Top of Passage to read

Let's open finance: The how-to guide for India | Key takeaways

24 May 2023


The Samvaad 2023 panel entitled “Let’s open finance: The how-to guide for India,” explored some of the most urgent questions on open finance in India – the current state of the industry, its goals, challenges, and lessons from India’s previous experience in digital public infrastructure.

The panellists –  Deepak Sharma, President and CDO at Kotak Bank, Deep Agrawal, Head of Payments & Account Aggregator Business at PhonePe and Abhijit Gulanikar, President, Business Strategy at  SBI Life drew on their experience working in this area to share their insights. 

Here are the key takeaways from the panel discussion:

Open dialouge for open finance

India is well-positioned for open finance as it becomes data-rich before becoming economically rich, enabling new credit access opportunities. Though open finance is in its early stages, it is set to succeed, much like previous initiatives such as Aadhaar, UPI, and GST. Privacy, consent, custodianship of data, and value creation are key challenges. Bold conversations are necessary to overcome obstacles and drive faster progress in open finance.

AA can boost Credit and Insurance penetration

India’s formal financial services market has low penetration levels in payments, credit, and insurance. We can see some changes in the next five years, taking cue from payments. The success of payments can be attributed to UPI, which offers an open, interoperable framework for ecosystem players to develop products and experiences. Adopting a similar approach can boost credit and insurance penetration. However, it’s crucial to create value for all stakeholders, including financial institutions, users, and merchants.

Bottom of Passage to read
Top of Information supplied

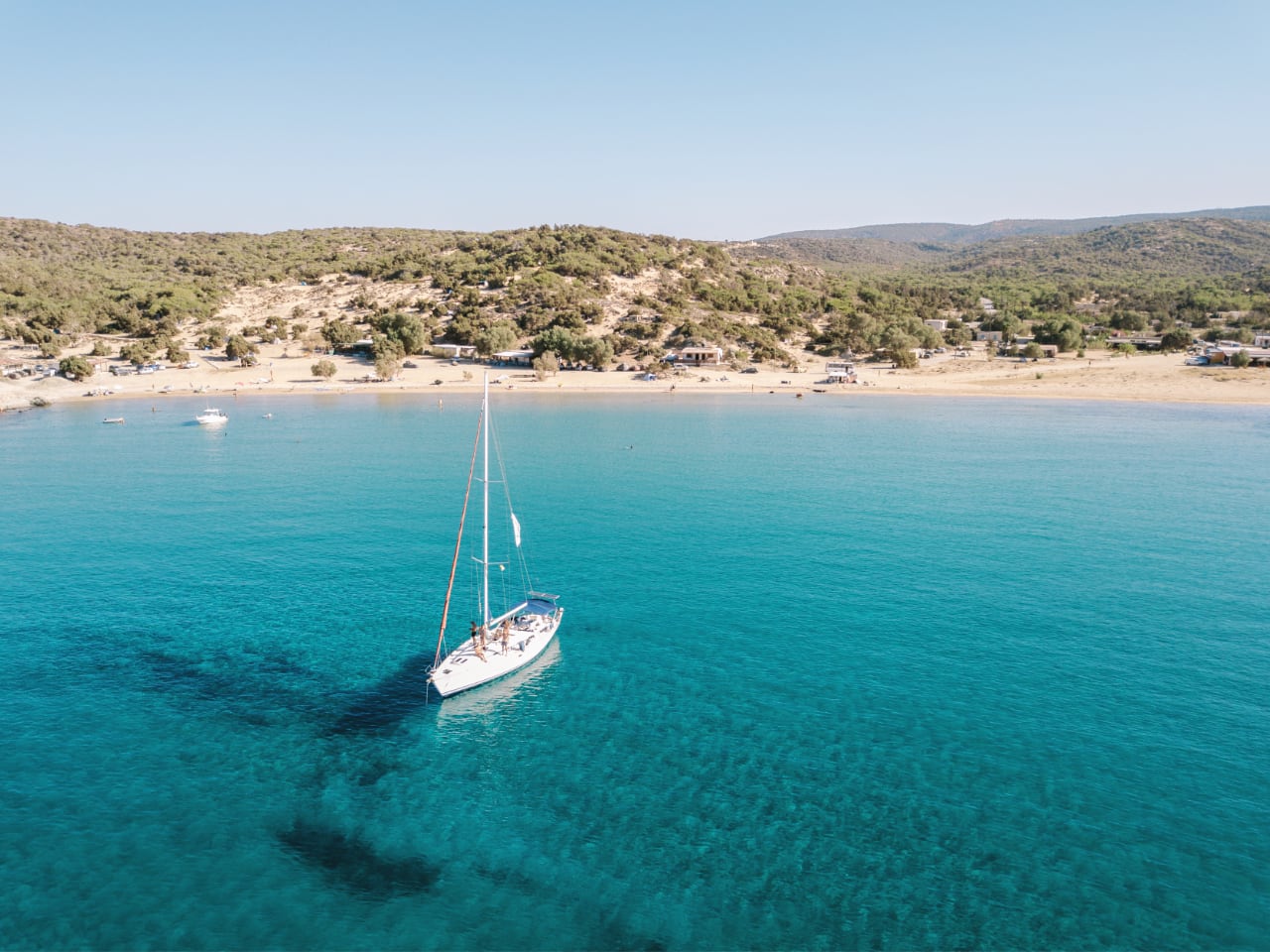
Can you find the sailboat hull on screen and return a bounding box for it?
[430,606,564,697]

Bottom of Information supplied

From the panel summary on open finance in India above, list the key challenges for open finance that it names.

- Privacy
- Consent
- Custodianship of data
- Value creation